# Given exercise
The data below should be restated word for word, with every picture omitted.

# # # # # # #

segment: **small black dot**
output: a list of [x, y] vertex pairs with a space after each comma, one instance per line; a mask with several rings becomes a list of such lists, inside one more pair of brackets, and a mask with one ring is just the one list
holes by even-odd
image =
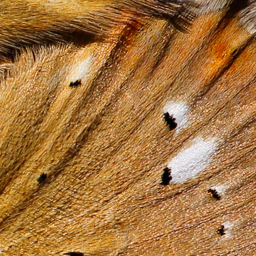
[[77, 253], [76, 252], [71, 252], [64, 253], [64, 255], [70, 255], [70, 256], [84, 256], [84, 253]]
[[171, 169], [168, 167], [163, 169], [163, 173], [162, 175], [161, 184], [163, 186], [169, 185], [172, 177], [171, 176]]
[[177, 127], [177, 123], [175, 122], [176, 119], [173, 117], [172, 115], [170, 116], [168, 112], [163, 114], [163, 118], [166, 122], [170, 131], [174, 130]]
[[208, 192], [210, 193], [211, 196], [215, 198], [216, 200], [220, 200], [221, 199], [221, 197], [218, 195], [218, 192], [215, 189], [210, 189], [208, 190]]
[[220, 234], [221, 236], [223, 236], [226, 234], [224, 230], [224, 225], [221, 225], [221, 227], [217, 230], [217, 233]]
[[38, 182], [39, 184], [41, 184], [42, 183], [44, 183], [46, 181], [46, 180], [47, 179], [47, 174], [45, 174], [45, 173], [42, 173], [38, 178]]
[[71, 82], [69, 85], [70, 87], [77, 87], [79, 85], [81, 85], [82, 84], [81, 80], [76, 80], [74, 82]]

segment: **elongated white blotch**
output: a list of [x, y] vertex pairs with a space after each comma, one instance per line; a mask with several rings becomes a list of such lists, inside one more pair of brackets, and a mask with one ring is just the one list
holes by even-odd
[[189, 148], [181, 151], [168, 164], [172, 170], [172, 183], [183, 182], [204, 171], [216, 149], [214, 139], [197, 138]]

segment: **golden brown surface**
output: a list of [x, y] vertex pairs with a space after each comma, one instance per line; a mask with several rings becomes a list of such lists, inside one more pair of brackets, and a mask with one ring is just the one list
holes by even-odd
[[[256, 40], [227, 10], [188, 33], [148, 20], [116, 28], [116, 41], [37, 47], [6, 64], [0, 255], [256, 255]], [[170, 101], [190, 107], [178, 133], [163, 119]], [[214, 139], [212, 161], [161, 185], [197, 137]], [[207, 191], [220, 185], [216, 200]]]

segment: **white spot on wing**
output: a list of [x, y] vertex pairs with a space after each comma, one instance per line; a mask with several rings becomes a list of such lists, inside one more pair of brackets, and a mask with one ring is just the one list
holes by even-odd
[[167, 165], [172, 172], [172, 183], [183, 182], [204, 171], [216, 150], [214, 139], [195, 140], [189, 148], [180, 152]]
[[81, 62], [76, 63], [70, 71], [69, 75], [70, 82], [77, 80], [83, 80], [89, 72], [92, 62], [92, 55], [89, 55]]
[[224, 185], [215, 186], [212, 187], [211, 189], [215, 189], [218, 195], [220, 195], [222, 197], [224, 197], [225, 195], [224, 193], [227, 190], [227, 187]]
[[226, 221], [222, 223], [222, 225], [224, 226], [224, 232], [225, 233], [225, 236], [229, 237], [231, 235], [230, 229], [234, 226], [234, 224], [230, 221]]
[[178, 103], [170, 102], [163, 107], [165, 113], [168, 112], [170, 116], [175, 119], [175, 122], [177, 124], [176, 133], [178, 133], [187, 122], [187, 113], [189, 109], [189, 107], [182, 102]]

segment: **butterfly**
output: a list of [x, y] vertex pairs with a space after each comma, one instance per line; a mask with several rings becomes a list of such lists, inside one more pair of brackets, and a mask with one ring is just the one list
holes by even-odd
[[3, 47], [0, 254], [255, 254], [255, 1], [125, 3]]

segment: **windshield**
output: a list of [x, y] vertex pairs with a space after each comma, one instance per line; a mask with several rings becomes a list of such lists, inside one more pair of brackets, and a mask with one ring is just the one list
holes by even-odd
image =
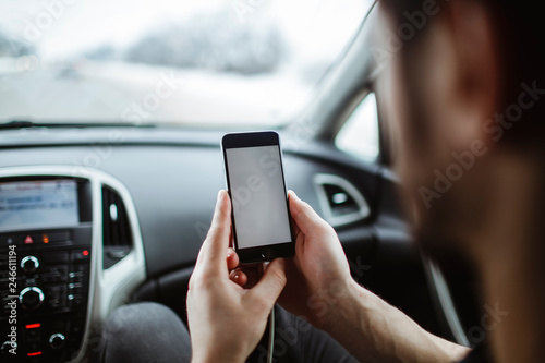
[[279, 125], [372, 0], [3, 0], [0, 123]]

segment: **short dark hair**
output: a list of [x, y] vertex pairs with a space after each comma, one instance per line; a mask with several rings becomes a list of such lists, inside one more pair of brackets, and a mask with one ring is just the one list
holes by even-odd
[[[498, 89], [498, 112], [509, 105], [517, 104], [521, 93], [521, 85], [545, 89], [545, 20], [540, 10], [542, 3], [532, 0], [379, 0], [391, 19], [401, 25], [408, 22], [408, 14], [422, 12], [425, 7], [439, 8], [436, 15], [429, 16], [428, 22], [441, 16], [441, 10], [455, 1], [465, 1], [482, 4], [491, 13], [498, 44], [497, 59], [499, 60], [499, 77], [501, 84]], [[399, 57], [405, 76], [407, 85], [417, 85], [417, 78], [411, 75], [414, 70], [417, 55], [417, 44], [424, 38], [427, 26], [415, 32], [414, 36], [405, 41]], [[410, 92], [410, 97], [417, 97], [417, 93]], [[412, 110], [414, 112], [414, 110]], [[412, 120], [421, 116], [412, 114]], [[492, 114], [491, 114], [492, 117]], [[422, 132], [422, 130], [420, 130]], [[519, 150], [530, 149], [545, 154], [545, 95], [535, 106], [524, 110], [521, 122], [505, 133], [502, 144], [512, 145]], [[422, 135], [421, 135], [422, 136]]]

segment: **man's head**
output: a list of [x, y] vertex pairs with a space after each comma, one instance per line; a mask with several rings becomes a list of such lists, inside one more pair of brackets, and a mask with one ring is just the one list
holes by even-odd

# # # # # # #

# In response
segment: **small black dot**
output: a list of [x, y] vertex pairs with a space after each comma, one instance per line; a mask with several rings becomes a list of such lists, inside one more pair of brackets, and a mask with one ring is just the one list
holes by even-odd
image =
[[77, 253], [76, 252], [71, 252], [64, 253], [64, 255], [70, 255], [70, 256], [84, 256], [84, 253]]
[[171, 169], [168, 167], [163, 169], [163, 173], [162, 175], [161, 184], [163, 186], [169, 185], [172, 177], [171, 176]]
[[177, 127], [177, 123], [175, 122], [176, 119], [173, 117], [172, 115], [170, 116], [168, 112], [163, 114], [163, 118], [166, 122], [170, 131], [174, 130]]
[[208, 192], [210, 193], [211, 196], [215, 198], [216, 200], [220, 200], [221, 199], [221, 197], [218, 195], [218, 192], [215, 189], [210, 189], [208, 190]]
[[220, 234], [221, 236], [223, 236], [226, 234], [224, 230], [224, 225], [221, 225], [221, 227], [217, 230], [217, 233]]
[[38, 182], [39, 184], [41, 184], [42, 183], [44, 183], [46, 181], [46, 180], [47, 179], [47, 174], [45, 174], [45, 173], [42, 173], [38, 178]]
[[71, 82], [69, 85], [70, 87], [77, 87], [79, 85], [81, 85], [82, 84], [81, 80], [76, 80], [74, 82]]

segment: **elongated white blotch**
output: a list of [x, y] vertex pairs with a space after each comma, one instance per line; a mask with several rings becomes a list of such lists, inside one more pair of brackets, and a mask with one ring is just the one list
holes by even-odd
[[189, 148], [181, 151], [168, 164], [172, 170], [172, 183], [183, 182], [204, 171], [216, 149], [214, 139], [197, 138]]

segment: **golden brown surface**
output: a list of [x, y] vertex pairs with a space after each comma, one instance per line; a mask with several rings becomes a list of such lists, inside one more pair of brackets, and a mask with one ring is just the one list
holes by even-odd
[[[256, 40], [227, 10], [188, 33], [148, 20], [116, 28], [116, 41], [37, 47], [6, 64], [0, 255], [256, 255]], [[170, 101], [190, 107], [178, 133], [163, 119]], [[214, 139], [212, 161], [161, 185], [197, 137]], [[207, 191], [220, 185], [216, 200]]]

segment: **white spot on wing**
output: a list of [x, y] vertex pairs with a space after each comma, one instance per line; a mask with several rings becomes a list of such lists, inside one more pair of brackets, and a mask with one ring is just the one list
holes by even-odd
[[167, 165], [172, 172], [172, 183], [183, 182], [204, 171], [216, 150], [214, 139], [195, 140], [189, 148], [180, 152]]
[[81, 62], [76, 63], [70, 71], [69, 75], [70, 82], [77, 80], [83, 80], [89, 72], [92, 62], [92, 55], [89, 55]]
[[224, 185], [215, 186], [212, 187], [211, 189], [215, 189], [218, 195], [220, 195], [222, 197], [224, 197], [225, 195], [224, 193], [227, 190], [227, 187]]
[[226, 221], [222, 223], [222, 225], [224, 226], [224, 232], [225, 233], [225, 236], [229, 237], [231, 235], [230, 229], [234, 226], [234, 224], [230, 221]]
[[178, 103], [170, 102], [163, 107], [165, 113], [168, 112], [170, 116], [175, 119], [175, 122], [177, 124], [176, 133], [178, 133], [187, 122], [187, 113], [189, 109], [189, 107], [182, 102]]

segment: **butterfly**
output: a list of [x, y] vertex pairs with a space after each comma, one instance per line; a mask with several rings becomes a list of such lists, inside one more pair of brackets, and a mask with one ring is just the one list
holes by even-odd
[[3, 47], [0, 254], [255, 254], [255, 1], [125, 3]]

segment: **windshield**
output: a list of [x, y] vertex pairs with a space after each comma, one instance per line; a mask with several rings becomes a list of such lists, inside one more pair of brackets, and a mask with one ring is just the one list
holes by even-odd
image =
[[279, 125], [372, 0], [3, 0], [0, 123]]

segment: **short dark hair**
output: a list of [x, y] vertex pairs with a space after each comma, one instance per line; a mask with several rings becomes a list of such lists, inside one more pair of brackets, and a mask with one ring is just the one list
holes by even-odd
[[[498, 89], [498, 112], [509, 105], [517, 104], [521, 93], [521, 85], [545, 89], [545, 20], [540, 10], [542, 3], [532, 0], [379, 0], [391, 19], [401, 25], [408, 22], [408, 14], [422, 12], [425, 7], [439, 8], [436, 15], [429, 16], [428, 22], [441, 16], [441, 10], [455, 1], [465, 1], [482, 4], [491, 13], [498, 44], [497, 59], [499, 60], [499, 77], [501, 84]], [[399, 57], [405, 76], [407, 85], [417, 85], [417, 78], [411, 75], [414, 70], [417, 55], [417, 44], [424, 38], [427, 26], [415, 32], [414, 36], [405, 41]], [[410, 92], [410, 97], [417, 97], [417, 93]], [[412, 110], [414, 112], [414, 110]], [[412, 120], [421, 116], [412, 114]], [[492, 114], [491, 114], [492, 117]], [[422, 132], [422, 130], [420, 130]], [[519, 150], [530, 149], [545, 154], [545, 95], [535, 106], [524, 110], [521, 122], [505, 133], [502, 144], [512, 145]], [[422, 135], [421, 135], [422, 136]]]

segment: **man's head**
output: a list of [x, y] vertex pairs with a space after each comma, one instance per line; a mask with several rings becomes a list of such lists, inside one more pair of brackets, and a mask with one ring is just the one list
holes by even-odd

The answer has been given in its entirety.